What to do:
Exactly reproduce the lines from the line bearing "[spot] the statue" through the end of the listing, inclusive of both; pictures are to be omitted.

Entries shown:

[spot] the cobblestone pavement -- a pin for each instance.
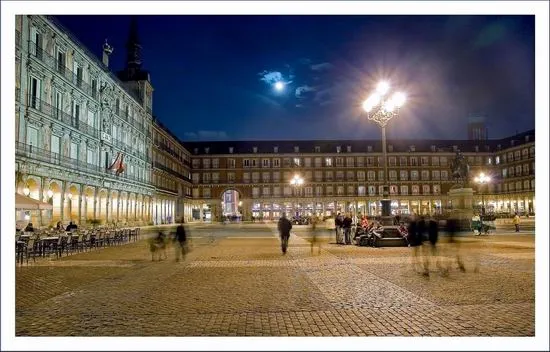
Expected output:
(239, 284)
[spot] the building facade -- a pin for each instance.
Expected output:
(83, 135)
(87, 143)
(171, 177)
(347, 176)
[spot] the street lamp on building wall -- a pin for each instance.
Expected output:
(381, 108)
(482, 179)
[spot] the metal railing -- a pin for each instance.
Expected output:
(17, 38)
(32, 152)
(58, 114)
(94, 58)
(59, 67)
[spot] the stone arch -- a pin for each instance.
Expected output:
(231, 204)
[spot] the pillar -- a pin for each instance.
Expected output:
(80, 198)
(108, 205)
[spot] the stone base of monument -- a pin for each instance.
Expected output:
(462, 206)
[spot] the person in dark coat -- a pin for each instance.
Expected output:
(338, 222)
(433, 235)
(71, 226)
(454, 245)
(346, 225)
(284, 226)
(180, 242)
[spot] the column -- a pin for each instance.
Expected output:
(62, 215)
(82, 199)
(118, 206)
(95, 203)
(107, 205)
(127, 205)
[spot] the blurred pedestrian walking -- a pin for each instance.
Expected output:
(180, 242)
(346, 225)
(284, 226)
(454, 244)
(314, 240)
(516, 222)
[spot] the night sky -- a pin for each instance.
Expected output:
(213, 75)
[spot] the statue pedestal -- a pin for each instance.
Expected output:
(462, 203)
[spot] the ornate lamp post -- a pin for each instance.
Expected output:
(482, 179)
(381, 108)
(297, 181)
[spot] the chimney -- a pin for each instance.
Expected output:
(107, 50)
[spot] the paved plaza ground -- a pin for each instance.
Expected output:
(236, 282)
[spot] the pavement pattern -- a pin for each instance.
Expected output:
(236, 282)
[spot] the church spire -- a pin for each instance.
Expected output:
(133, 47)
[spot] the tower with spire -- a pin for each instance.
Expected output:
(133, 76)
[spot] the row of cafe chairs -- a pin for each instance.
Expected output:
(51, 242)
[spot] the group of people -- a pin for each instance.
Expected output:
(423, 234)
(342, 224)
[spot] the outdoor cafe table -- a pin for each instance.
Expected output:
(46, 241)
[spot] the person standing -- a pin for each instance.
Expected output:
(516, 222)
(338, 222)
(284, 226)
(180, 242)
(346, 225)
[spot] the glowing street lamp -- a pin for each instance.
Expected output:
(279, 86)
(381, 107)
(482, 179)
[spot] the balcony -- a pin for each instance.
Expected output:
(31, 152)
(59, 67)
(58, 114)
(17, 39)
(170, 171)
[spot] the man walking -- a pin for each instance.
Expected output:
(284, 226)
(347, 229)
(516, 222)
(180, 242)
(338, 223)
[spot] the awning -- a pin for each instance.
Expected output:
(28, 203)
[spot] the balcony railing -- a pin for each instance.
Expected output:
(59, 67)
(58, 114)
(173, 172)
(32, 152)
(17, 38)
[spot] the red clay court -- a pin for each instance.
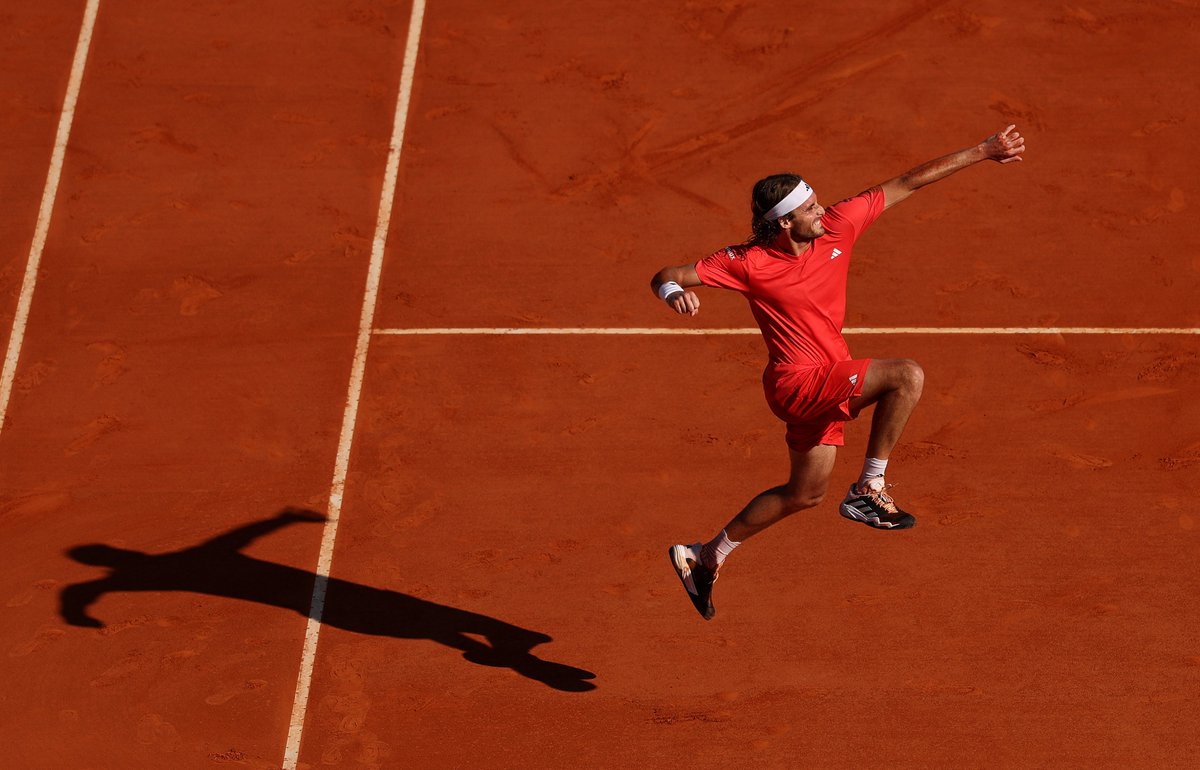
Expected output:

Solution below:
[spot] the statue pedestal -- a pin for each instance.
Expected output:
(462, 203)
[spot] the ornate lamp post -- a pin for each instance.
Expected output:
(482, 179)
(381, 108)
(297, 181)
[spot] the chimney -- a pin for each instance.
Expected output:
(107, 50)
[spot] the paved plaza ground -- a pin for each instance.
Expected output:
(236, 282)
[spot] the pavement pattern -- a pin for each instance.
Expected output:
(236, 282)
[spot] the church spire -- a pin for each instance.
Expected output:
(133, 47)
[spot] the tower with spire -- a pin for each instance.
Expected output:
(133, 76)
[spot] the row of cafe chairs -- a pin for each instance.
Expected output:
(51, 242)
[spot] the group of people -- a pin for each instance.
Expected output:
(423, 234)
(342, 224)
[spot] the outdoor cafe table -- a pin for each instance.
Expected output:
(46, 241)
[spot] the person standing -- a pin for each instance.
Expected output:
(516, 222)
(338, 222)
(284, 226)
(180, 242)
(346, 225)
[spot] the glowing street lamp -- a pin for each instance.
Expected output:
(279, 86)
(381, 107)
(482, 179)
[spot] the balcony -- a pin for each instance.
Expected output:
(31, 152)
(59, 67)
(58, 114)
(17, 39)
(170, 171)
[spot] the man walking -- a pin for each instance.
Expected output:
(284, 226)
(347, 229)
(516, 222)
(180, 242)
(338, 223)
[spot] the awning -- a pin for each instance.
Expected output:
(28, 203)
[spot] the balcony railing -- a pin for each instance.
Expected output:
(59, 67)
(58, 114)
(173, 172)
(32, 152)
(17, 38)
[spot] the red clay court -- a pin for each instance.
Expected output:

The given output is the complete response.